*Exercise set*:
**A.** Answer these questions from the Maldonado v. Holder case summary:
(i) What crime was Maldonado convicted of in 1991?
(ii) What relief did he seek before the IJ?
(iii) Which Ninth Circuit precedent did the BIA notably rely on?
**B.** Extend the Maldonado v. Holder case summary past its final point.
# Passage provided start
Roberto Maldonado v. Eric Holder, Jr.
786 F.3d 1155
| 9th Cir. | 2015Background
- Maldonado, a former lawful permanent resident, was deported to Mexico multiple times after a 1991 burglary conviction and alleges he was repeatedly tortured by corrupt Mexican police who forced him into an enterprise that victimized deportees.
- He testified credibly to severe torture (beatings, electric shocks, cigarette burns, near asphyxiation) and that the corrupt police coerced him to guide deportees to be kidnapped; he later reentered the U.S. and was removed again.
- After DHS reinstated his 1997 removal order, an asylum officer found a reasonable fear of torture and referred him for CAT relief; before an IJ he sought only CAT deferral of removal.
- The IJ credited Maldonado’s testimony but denied CAT relief based on the conclusion that internal relocation within Mexico was possible and that the government was prosecuting police corruption.
- The BIA affirmed, relying on Ninth Circuit precedent (notably Lemus-Galvan) that placed on petitioners a burden regarding internal relocation; the Ninth Circuit granted review, overruled prior case law to the extent it imposed a separate relocation burden, and remanded to the BIA.
# Passage provided end
# Data start
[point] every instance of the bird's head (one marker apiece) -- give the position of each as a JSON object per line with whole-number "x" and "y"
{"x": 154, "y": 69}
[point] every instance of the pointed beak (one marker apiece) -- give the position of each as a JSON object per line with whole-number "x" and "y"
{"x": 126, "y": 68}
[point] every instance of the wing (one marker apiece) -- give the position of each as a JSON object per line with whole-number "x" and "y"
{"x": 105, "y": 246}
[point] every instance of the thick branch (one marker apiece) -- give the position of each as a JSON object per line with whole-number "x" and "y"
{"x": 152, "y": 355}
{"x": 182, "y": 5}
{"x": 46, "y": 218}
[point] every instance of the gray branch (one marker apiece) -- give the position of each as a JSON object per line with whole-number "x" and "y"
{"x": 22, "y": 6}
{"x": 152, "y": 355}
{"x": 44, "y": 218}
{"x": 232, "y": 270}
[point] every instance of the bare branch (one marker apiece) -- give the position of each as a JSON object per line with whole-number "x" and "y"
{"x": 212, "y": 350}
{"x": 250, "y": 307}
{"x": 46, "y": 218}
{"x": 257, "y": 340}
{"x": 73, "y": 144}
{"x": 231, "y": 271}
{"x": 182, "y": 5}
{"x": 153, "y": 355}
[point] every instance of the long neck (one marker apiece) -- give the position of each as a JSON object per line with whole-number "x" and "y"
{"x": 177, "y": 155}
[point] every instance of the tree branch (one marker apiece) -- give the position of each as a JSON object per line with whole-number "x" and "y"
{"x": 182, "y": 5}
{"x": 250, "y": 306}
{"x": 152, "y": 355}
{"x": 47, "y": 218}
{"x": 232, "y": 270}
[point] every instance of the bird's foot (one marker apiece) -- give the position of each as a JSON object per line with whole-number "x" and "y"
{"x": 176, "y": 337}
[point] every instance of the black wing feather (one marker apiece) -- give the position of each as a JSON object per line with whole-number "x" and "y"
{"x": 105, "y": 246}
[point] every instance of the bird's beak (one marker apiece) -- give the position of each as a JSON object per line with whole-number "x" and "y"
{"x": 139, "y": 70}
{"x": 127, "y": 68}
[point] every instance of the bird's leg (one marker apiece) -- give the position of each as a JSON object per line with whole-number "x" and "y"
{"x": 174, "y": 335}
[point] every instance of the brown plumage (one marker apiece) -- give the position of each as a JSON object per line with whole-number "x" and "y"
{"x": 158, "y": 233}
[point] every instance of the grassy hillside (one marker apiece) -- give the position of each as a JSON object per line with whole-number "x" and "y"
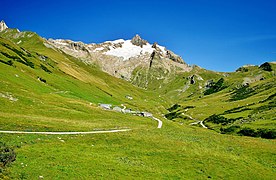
# Data end
*Answer set*:
**A.**
(i) Burglary.
(ii) Only CAT deferral of removal.
(iii) Lemus-Galvan.

**B.**
Issues
| Issue | Plaintiff's Argument | Defendant's Argument | Held |
|---|---|---|---|
| Proper allocation of burden on internal relocation under CAT | Maldonado: §1208.16(c)(3) requires consideration of relocation evidence but does not shift burden; petitioner bears overall burden to prove likelihood of torture | Government/BIA: prior Ninth Circuit framework required petitioner to show internal relocation impossible or inability to safely relocate | Court: Overrules prior cases to the extent they imposed a separate burden; petitioner retains overall burden to prove "more likely than not" torture and IJ must consider relocation as one non‑dispositive factor |
| Mootness of petition after removal | Maldonado: not moot — DMV record indicates he likely returned to U.S.; relief (deferral) would allow him to remain | Government: removal raises mootness concerns but did not press dismissal; argued agency should decide relocation issues first | Court: Petition not moot; proceeds because evidence suggests petitioner is present in U.S. and relief would affect him |
| Applicability of asylum burden-shifting to CAT relocation | Maldonado: CAT regs lack asylum’s explicit burden-shifting; asylum cases inapt | Government/BIA: relied on analogous asylum principles in some precedents | Court: Rejects importing asylum burden-shifting (overrules Perez-Ramirez to that extent) |
| Standard of review and remand | Maldonado: BIA relied on now-overruled precedent making relocation dispositive; needs reconsideration | Government: BIA should clarify regulations in first instance | Held: Grant petition and remand to BIA to reevaluate CAT claim consistent with proper reading of §1208.16(c)(3) and Ninth Circuit precedents |
Key Cases Cited
- Hasan v. Ashcroft, 380 F.3d 1114 (9th Cir. 2004) (prior Ninth Circuit discussion of relocation in CAT context)
- Lemus-Galvan v. Mukasey, 518 F.3d 1081 (9th Cir. 2008) (used by BIA to require showing that internal relocation was impossible)
- Singh v. Gonzales, 439 F.3d 1100 (9th Cir. 2006) (relied on Hasan regarding relocation consideration)
- Perez-Ramirez v. Holder, 648 F.3d 953 (9th Cir. 2011) (imported asylum burden-shifting into CAT; partially overruled here)
- Kamalthas v. I.N.S., 251 F.3d 1279 (9th Cir. 2001) (describes petitioner’s burden under CAT)
- Brezilien v. Holder, 569 F.3d 403 (9th Cir. 2009) (agency deference principles for BIA regulation interpretation)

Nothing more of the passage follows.